___ EXERCISE INPUTS ___
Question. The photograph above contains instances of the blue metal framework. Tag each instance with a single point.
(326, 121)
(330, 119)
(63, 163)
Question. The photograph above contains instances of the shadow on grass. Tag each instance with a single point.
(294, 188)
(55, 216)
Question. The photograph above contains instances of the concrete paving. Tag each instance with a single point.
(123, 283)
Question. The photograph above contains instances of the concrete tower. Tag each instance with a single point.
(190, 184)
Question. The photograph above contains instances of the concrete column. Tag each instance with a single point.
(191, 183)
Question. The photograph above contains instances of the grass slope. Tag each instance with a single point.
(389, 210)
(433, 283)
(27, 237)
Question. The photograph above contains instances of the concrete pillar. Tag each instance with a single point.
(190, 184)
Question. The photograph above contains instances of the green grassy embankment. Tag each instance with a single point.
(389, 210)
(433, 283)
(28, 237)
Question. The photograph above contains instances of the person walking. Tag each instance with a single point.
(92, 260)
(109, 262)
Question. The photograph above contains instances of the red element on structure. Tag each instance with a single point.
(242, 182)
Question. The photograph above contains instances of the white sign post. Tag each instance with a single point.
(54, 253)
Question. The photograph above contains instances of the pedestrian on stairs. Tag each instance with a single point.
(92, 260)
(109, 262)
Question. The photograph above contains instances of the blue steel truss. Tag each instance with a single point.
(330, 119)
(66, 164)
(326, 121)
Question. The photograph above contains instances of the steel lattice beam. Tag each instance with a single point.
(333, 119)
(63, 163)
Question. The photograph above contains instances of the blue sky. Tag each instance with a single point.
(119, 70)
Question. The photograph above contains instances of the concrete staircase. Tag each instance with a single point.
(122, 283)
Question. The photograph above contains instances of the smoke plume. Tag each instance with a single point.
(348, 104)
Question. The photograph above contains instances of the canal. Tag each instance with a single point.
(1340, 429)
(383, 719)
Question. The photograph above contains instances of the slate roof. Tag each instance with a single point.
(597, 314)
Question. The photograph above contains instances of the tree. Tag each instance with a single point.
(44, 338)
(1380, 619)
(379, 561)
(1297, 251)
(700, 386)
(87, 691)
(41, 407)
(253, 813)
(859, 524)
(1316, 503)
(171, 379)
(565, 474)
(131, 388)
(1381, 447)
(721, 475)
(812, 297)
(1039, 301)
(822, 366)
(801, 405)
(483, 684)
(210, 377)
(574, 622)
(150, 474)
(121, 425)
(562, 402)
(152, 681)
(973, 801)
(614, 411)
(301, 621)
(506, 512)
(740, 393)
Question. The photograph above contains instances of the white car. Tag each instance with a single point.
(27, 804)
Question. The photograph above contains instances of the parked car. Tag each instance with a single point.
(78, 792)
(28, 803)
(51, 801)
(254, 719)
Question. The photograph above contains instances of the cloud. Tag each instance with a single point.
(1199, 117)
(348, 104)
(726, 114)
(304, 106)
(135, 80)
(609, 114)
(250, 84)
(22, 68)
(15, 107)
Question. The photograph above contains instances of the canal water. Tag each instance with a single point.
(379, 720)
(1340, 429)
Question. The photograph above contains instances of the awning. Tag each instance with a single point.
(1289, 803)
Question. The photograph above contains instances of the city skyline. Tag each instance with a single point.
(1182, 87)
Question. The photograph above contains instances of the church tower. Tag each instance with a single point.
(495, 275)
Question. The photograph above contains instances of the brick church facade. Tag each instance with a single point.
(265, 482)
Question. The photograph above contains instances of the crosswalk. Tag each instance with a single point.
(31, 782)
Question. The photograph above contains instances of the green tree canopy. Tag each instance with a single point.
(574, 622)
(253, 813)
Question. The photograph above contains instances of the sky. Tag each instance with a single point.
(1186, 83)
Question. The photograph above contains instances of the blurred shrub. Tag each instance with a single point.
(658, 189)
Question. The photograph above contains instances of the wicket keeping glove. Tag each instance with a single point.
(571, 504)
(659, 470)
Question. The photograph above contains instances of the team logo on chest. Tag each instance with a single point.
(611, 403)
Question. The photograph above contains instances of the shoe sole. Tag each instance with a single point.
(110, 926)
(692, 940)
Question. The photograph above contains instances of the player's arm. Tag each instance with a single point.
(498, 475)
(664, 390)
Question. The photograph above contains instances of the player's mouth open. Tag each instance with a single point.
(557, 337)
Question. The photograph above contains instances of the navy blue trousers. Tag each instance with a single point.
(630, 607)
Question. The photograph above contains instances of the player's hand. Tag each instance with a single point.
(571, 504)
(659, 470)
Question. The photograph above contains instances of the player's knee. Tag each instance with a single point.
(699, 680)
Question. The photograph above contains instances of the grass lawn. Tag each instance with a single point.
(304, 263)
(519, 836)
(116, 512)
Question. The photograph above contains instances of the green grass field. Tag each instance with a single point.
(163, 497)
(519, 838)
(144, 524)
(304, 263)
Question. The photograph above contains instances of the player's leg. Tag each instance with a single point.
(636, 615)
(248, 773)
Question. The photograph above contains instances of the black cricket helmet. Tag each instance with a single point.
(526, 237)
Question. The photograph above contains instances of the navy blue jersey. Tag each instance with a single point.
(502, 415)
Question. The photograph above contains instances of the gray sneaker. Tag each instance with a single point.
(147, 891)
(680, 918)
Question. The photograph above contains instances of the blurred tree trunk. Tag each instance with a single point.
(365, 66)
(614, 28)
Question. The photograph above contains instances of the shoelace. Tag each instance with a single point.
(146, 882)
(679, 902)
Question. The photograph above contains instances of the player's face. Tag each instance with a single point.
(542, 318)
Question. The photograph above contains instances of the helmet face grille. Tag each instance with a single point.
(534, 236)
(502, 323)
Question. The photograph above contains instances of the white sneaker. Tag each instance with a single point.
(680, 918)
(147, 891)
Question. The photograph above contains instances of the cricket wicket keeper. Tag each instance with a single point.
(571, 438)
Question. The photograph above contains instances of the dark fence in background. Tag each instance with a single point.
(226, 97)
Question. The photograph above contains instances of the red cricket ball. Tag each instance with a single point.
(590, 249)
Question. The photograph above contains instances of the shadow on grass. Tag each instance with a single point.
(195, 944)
___
___ EXERCISE INPUTS ___
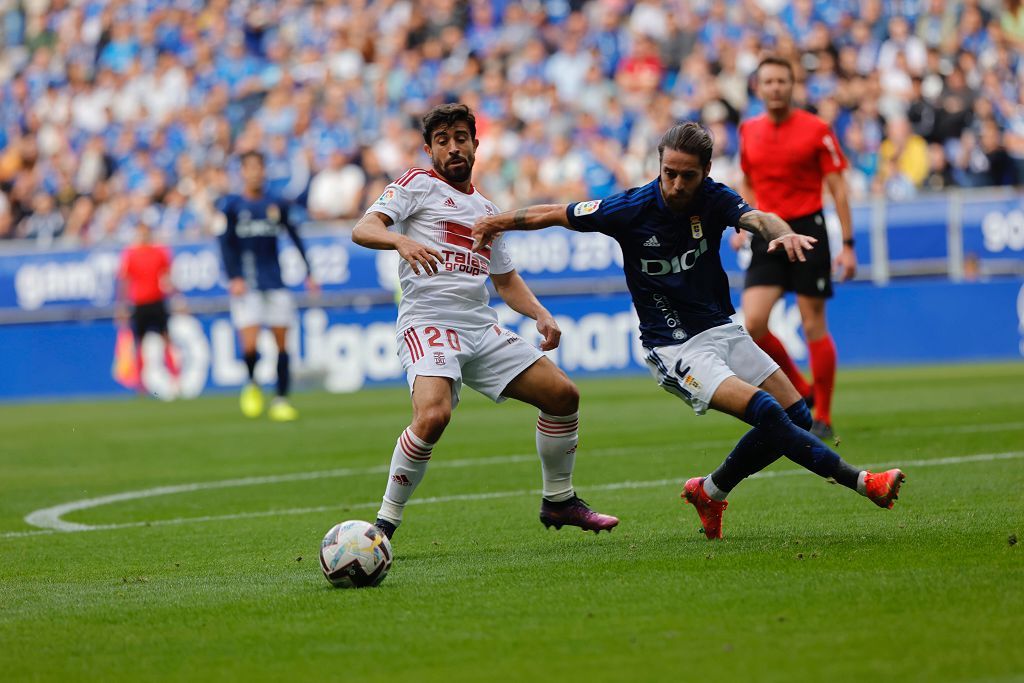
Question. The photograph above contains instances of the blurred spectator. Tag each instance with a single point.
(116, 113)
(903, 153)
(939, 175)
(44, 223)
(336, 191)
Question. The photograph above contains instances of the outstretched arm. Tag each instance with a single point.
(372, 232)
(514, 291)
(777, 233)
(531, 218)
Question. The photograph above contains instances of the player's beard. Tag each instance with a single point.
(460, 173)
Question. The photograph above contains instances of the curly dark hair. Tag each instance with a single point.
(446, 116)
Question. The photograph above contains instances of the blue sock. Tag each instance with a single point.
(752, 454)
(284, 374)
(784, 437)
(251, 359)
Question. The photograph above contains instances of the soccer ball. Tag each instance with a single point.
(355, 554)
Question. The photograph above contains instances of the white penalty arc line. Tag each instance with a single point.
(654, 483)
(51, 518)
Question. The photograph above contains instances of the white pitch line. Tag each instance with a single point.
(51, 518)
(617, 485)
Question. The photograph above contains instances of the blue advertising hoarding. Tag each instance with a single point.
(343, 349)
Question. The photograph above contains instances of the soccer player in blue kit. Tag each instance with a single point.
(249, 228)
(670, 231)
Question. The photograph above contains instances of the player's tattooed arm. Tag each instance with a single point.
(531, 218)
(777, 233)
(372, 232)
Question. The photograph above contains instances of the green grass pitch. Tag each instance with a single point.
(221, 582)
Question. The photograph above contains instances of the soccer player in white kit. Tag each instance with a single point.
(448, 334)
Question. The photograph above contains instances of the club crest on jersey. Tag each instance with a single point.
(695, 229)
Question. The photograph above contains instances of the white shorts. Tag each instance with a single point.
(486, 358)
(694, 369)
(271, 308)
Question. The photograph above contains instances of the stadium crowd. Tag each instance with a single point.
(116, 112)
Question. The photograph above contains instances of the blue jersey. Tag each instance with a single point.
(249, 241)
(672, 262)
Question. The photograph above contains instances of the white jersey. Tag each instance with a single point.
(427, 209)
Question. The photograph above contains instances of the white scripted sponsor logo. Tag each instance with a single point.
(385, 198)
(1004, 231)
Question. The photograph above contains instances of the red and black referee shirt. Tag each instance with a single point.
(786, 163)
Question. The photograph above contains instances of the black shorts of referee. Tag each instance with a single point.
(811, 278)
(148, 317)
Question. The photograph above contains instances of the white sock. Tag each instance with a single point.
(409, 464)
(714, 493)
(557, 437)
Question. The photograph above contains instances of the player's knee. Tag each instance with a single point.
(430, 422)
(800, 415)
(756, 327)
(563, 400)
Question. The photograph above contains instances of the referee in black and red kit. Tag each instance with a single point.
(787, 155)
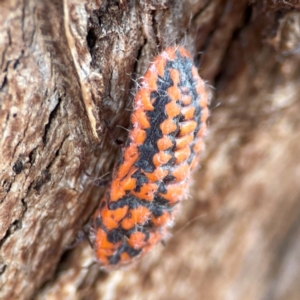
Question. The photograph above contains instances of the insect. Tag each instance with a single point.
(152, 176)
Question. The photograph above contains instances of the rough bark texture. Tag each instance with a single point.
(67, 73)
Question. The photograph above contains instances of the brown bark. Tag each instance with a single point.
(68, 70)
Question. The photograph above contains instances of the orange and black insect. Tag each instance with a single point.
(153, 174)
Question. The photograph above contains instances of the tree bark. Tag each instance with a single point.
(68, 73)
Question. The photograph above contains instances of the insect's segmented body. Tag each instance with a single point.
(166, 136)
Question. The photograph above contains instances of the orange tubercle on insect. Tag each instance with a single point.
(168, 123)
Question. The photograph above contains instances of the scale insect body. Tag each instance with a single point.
___
___ EXERCISE INPUTS ___
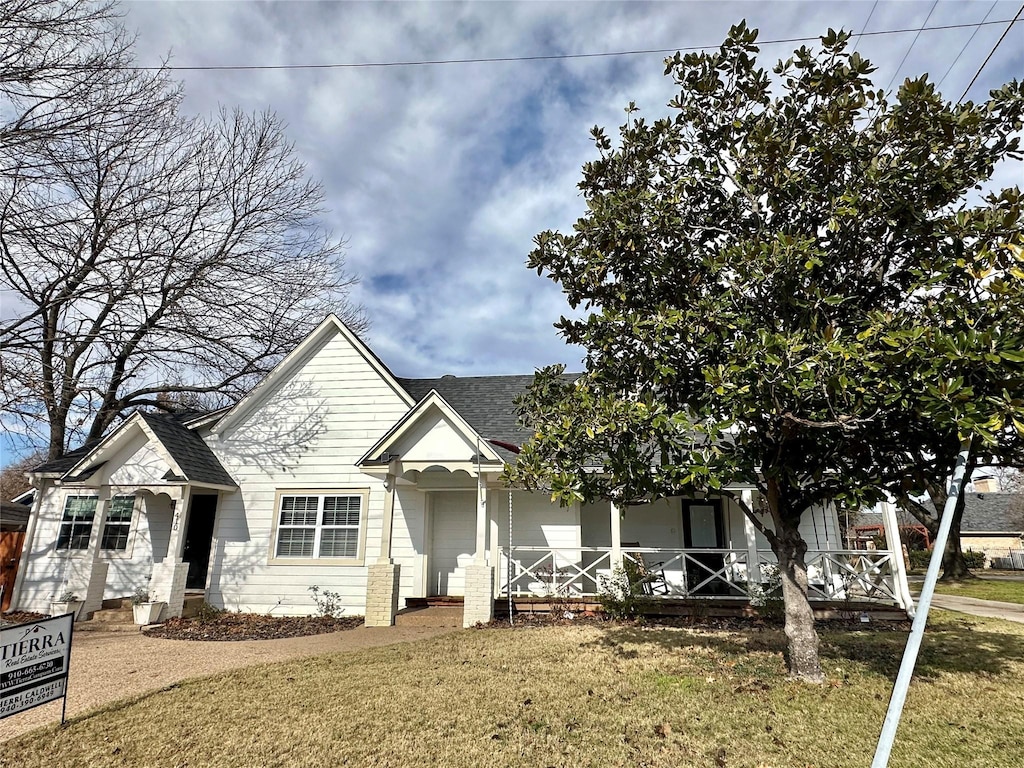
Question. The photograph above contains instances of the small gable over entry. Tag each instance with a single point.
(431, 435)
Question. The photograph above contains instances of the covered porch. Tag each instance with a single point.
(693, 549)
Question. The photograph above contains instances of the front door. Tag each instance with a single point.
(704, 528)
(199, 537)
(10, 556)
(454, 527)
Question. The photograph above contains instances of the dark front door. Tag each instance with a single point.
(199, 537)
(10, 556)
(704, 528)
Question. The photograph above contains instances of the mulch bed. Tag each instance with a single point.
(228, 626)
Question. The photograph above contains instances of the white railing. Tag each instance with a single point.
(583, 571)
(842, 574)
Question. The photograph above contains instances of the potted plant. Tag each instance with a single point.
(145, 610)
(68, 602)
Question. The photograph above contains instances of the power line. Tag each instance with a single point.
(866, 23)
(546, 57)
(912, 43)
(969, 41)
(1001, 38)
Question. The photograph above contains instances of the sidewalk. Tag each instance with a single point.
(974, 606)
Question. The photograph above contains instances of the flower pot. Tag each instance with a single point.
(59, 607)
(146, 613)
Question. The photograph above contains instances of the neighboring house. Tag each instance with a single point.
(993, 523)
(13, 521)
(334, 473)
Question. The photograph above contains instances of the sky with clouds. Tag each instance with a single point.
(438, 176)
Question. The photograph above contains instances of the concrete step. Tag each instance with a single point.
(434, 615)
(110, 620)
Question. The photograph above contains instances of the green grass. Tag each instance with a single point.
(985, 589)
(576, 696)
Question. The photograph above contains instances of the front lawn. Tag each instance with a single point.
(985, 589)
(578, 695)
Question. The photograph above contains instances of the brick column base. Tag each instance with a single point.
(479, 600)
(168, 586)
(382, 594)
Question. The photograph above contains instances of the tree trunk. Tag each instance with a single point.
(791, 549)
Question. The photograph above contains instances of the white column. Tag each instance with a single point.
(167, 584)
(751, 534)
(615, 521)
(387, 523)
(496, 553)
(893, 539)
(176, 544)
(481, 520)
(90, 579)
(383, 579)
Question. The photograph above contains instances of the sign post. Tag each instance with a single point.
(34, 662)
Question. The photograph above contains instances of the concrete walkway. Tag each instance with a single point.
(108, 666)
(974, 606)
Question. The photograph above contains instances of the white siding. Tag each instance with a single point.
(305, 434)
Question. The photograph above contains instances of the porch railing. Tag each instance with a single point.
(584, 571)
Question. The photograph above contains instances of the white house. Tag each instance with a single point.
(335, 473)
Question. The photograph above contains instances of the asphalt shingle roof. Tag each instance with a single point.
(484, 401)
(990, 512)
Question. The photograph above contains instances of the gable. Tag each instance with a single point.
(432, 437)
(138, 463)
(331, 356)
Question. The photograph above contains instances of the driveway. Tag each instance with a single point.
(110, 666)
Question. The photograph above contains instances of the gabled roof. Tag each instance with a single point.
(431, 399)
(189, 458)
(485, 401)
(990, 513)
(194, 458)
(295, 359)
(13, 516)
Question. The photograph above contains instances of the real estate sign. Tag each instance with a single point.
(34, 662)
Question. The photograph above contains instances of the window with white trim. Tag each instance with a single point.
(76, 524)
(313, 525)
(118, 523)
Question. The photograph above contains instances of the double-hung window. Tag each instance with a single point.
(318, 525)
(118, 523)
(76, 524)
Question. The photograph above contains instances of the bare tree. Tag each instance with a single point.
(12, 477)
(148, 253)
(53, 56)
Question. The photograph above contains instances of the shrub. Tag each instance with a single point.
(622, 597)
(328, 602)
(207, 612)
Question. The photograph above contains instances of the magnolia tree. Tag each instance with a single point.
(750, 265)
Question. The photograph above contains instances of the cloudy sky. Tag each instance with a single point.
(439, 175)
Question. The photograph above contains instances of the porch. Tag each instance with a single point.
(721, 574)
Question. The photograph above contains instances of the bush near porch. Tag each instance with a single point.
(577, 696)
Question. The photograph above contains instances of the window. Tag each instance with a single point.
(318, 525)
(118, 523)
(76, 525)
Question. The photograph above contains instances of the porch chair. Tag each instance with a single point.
___
DIRECTIONS -> Report every line in the entries above that contains the string "steel". Case counts.

WRITTEN ANSWER ->
Question. The photograph above contains instances of the blue steel truss. Tag each instance with a single point.
Question. The photograph above contains instances of the steel lattice beam. Tag each instance with a single point.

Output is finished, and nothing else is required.